■ **TASK INSTRUCTIONS**:
In your copy, reproduce the entries exactly as they are, minus the images.
** SUPPLIED MATERIAL follows **
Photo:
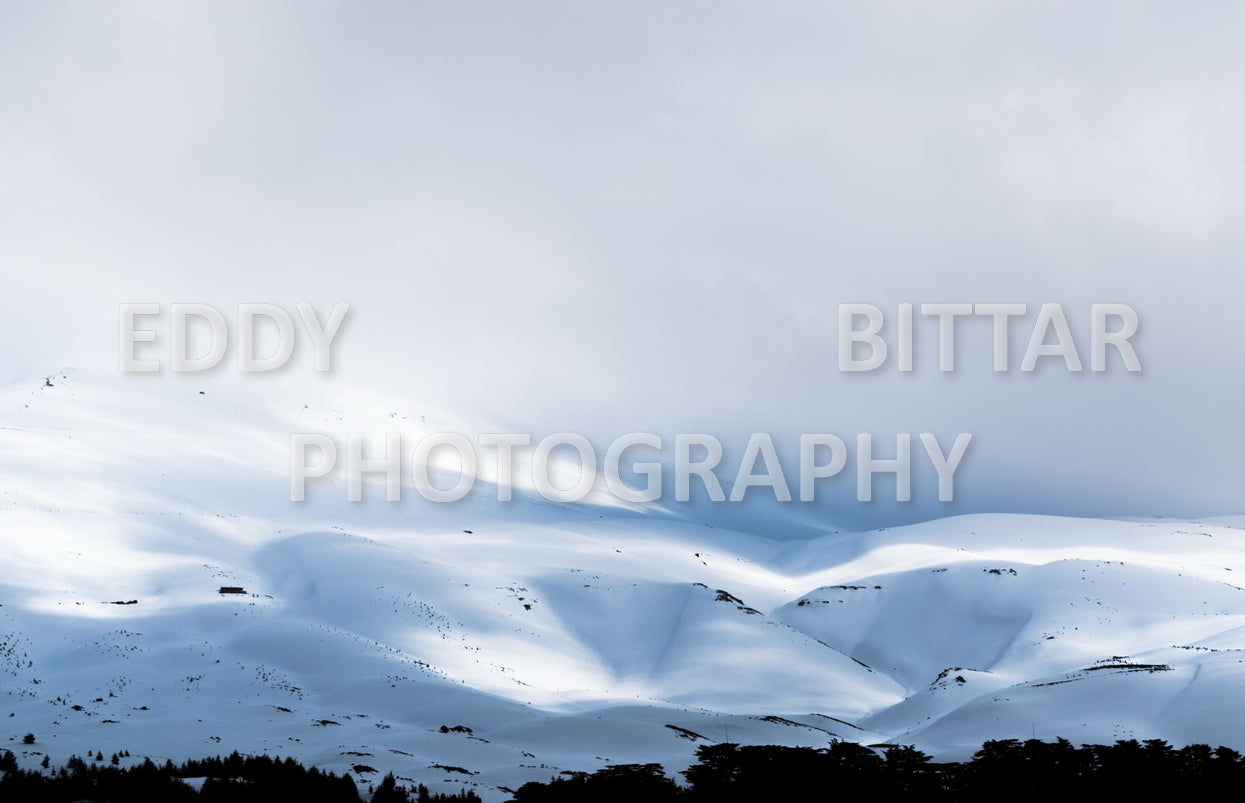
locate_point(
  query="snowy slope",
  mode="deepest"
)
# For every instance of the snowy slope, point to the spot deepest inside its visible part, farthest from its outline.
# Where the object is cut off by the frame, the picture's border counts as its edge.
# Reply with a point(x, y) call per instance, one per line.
** End of SUPPLIED MATERIAL **
■ **EXERCISE RESULT**:
Photo:
locate_point(
  query="snowy slope",
  mode="deepest"
)
# For every instance of the snowy slope, point to the spot deepest inside its visible part, farthest from its outline.
# Where the object is cut off by the frame, the picture's border counts as its edge.
# Reply with a point(x, y) call per instance, one per line.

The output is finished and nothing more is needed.